**Source extract**
☆ ☆ ☆

The last piece of the performance was Mahler’s Symphony No. 1. Nicole told me that this was her favorite composer and thrilled to hear it live. At first, I had no idea who Gustav Mahler was. I only knew Beethoven, Mozart, Tchaikovsky, and Handel. Mahler’s Symphony No. 1 reflects his love for nature, which is evident in the first movement with the strings painting the silence and calm sounds of nature’s works. The second movement is a trio form and has a Dolce feel, almost like waltzing to an Austrian dance. The third movement is slow and haunting to the ear. The extra-musical idea behind it is that of a hunter’s funeral and a procession of animals that follows. Not only is this a sad-like movement, but Mahler uses the Nursery Rhyme classic, Frère Jacques, and write it in a minor key (D Minor). The final movement is the most expensive. It brings back the first movement and unifies it as a whole. The brass section of the BSO explores the hall with their majestic tone. The ending concludes with a dominant D major chord and imitates the coo-coo clock with the final two notes written.
I could not tell you how that performance made me feel. I felt the adrenaline rushing through my veins; my imagination was on fire; pretending to be on that stage with the musicians. I left the hall with an epiphany; if the musician’s worked hard to get to Symphony Hall, why couldn’t I? I was raving about the concert to my friend Nicole after getting lunch and blowing up my status on Facebook.
I told the MT department that med tech wasn’t my path anymore. I explained to them that I had to go back music, and gladly, they understood.
I switched to be in the Music Business program at UML. With that, I had tremendous help from one of my private teachers, Sarah Brady, who kicked my ass into shape before auditioning into the program. I’ve learned a lot from taking classes about the Music Industry, such as royalty payments to songwriters and publisher, copyrighting and publishing, merchandising, marketing, PR, and more. I was lucky enough to land a principal flute seat in the school’s orchestra in my last year. I knew that majoring in Music Business was not an afterthought.
After finishing my classes, I was lucky enough to work for Monadnock Music, a summer music festival in Peterborough, NH. After that, I applied for an internship with the BSO’s press office. I landed an interview and was awarded the job for a semester. Working in the PR department was an excellent experience regarding how press releases worked, how to set up a press conference, research music, and how to promote the symphony. Now as a grad student studying PR, I am learning more about the industry and hope to work for a professional symphony and to inspire others like I was four years ago.
So what did I learn? I feared my passions and interests down the road. I worried too much about what was to come. Sometimes I couldn’t think of myself and needed advice from others. I doubted my voice and what I wanted in my life. Going to the Boston Symphony Orchestra slapped me in the face, and my voice began to ring again saying,”What are you doing, Alex? This is your passion. Your life is music. It’s time to shut off your doubts and what others think about what you should do. You know what you want to do. Reach out for it one way or another.” The BSO saved my life’s future and career choice.
So, if you are having doubts, listen to what YOU want. Examine your talents and put them to use. Block that negativity in your life. If your dream is a challenging path, then work hard to get there. The phrase “follow your dreams” is a cliche, but I don’t believe it that for a second. Put your mind to it. You will eventually live your dream and feel like you never worked a day in your life and never think you chose a path that is an afterthought.

☆ ☆ ☆

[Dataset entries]
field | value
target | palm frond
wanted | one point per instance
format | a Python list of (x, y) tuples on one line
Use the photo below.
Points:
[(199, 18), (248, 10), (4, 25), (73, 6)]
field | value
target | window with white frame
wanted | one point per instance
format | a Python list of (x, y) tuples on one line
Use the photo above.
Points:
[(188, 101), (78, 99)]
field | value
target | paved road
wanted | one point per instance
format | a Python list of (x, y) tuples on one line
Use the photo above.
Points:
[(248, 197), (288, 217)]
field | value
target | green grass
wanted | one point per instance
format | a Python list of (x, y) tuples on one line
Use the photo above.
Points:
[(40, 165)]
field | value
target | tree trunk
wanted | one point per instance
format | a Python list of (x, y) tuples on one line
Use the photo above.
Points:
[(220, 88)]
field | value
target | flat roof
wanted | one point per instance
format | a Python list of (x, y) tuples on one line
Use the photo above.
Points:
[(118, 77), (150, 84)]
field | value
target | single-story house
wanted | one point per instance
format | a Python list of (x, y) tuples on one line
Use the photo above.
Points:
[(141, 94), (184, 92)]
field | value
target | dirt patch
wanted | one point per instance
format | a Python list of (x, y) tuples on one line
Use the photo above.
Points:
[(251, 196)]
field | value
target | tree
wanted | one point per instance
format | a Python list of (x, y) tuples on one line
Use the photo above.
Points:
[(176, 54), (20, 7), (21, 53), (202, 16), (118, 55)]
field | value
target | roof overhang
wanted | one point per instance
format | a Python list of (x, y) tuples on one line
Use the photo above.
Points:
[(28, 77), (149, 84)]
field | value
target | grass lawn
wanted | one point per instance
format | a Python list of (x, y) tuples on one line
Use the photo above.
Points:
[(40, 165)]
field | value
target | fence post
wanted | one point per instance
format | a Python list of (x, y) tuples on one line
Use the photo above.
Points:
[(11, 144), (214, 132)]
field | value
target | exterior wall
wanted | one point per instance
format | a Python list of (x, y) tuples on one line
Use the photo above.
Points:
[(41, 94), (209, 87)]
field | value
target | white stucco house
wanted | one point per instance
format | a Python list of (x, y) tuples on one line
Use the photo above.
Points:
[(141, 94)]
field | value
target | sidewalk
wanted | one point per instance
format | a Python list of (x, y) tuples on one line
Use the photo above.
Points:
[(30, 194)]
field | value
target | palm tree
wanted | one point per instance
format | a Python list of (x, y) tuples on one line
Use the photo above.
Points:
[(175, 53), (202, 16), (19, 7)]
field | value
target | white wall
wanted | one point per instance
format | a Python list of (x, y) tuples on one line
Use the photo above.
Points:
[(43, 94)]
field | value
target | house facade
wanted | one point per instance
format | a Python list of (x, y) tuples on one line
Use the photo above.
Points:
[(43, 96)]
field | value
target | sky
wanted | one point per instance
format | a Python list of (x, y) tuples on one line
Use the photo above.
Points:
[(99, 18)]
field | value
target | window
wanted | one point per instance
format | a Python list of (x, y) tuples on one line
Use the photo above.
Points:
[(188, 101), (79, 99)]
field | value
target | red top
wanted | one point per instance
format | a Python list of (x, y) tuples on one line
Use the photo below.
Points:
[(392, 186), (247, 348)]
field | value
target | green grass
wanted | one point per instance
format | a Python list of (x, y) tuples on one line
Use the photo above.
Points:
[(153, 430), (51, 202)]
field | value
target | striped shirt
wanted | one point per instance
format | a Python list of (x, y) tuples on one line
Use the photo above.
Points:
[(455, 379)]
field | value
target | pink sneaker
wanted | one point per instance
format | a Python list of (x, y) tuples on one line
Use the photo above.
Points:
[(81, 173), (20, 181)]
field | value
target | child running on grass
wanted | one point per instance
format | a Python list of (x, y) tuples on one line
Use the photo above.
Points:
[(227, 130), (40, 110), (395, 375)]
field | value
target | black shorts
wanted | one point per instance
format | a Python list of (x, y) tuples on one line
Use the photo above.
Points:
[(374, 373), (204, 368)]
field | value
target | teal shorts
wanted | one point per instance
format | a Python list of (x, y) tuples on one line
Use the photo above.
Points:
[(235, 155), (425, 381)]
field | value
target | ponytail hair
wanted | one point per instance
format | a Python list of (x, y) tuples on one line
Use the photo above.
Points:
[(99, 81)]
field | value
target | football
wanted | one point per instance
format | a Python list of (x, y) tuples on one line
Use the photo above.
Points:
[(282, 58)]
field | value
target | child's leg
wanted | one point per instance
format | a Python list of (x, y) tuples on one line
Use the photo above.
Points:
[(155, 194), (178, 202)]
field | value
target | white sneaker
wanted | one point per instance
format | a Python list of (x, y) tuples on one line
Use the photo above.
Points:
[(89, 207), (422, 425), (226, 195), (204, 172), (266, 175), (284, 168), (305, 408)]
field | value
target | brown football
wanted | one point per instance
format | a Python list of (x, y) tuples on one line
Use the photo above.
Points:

☆ ☆ ☆

**Task to complete**
Quote the passage of the essay between "I could not" and "gladly, they understood.", inclusive. Rely on the essay alone and leave the listing aside.

**Solution to the exercise**
I could not tell you how that performance made me feel. I felt the adrenaline rushing through my veins; my imagination was on fire; pretending to be on that stage with the musicians. I left the hall with an epiphany; if the musician’s worked hard to get to Symphony Hall, why couldn’t I? I was raving about the concert to my friend Nicole after getting lunch and blowing up my status on Facebook.
I told the MT department that med tech wasn’t my path anymore. I explained to them that I had to go back music, and gladly, they understood.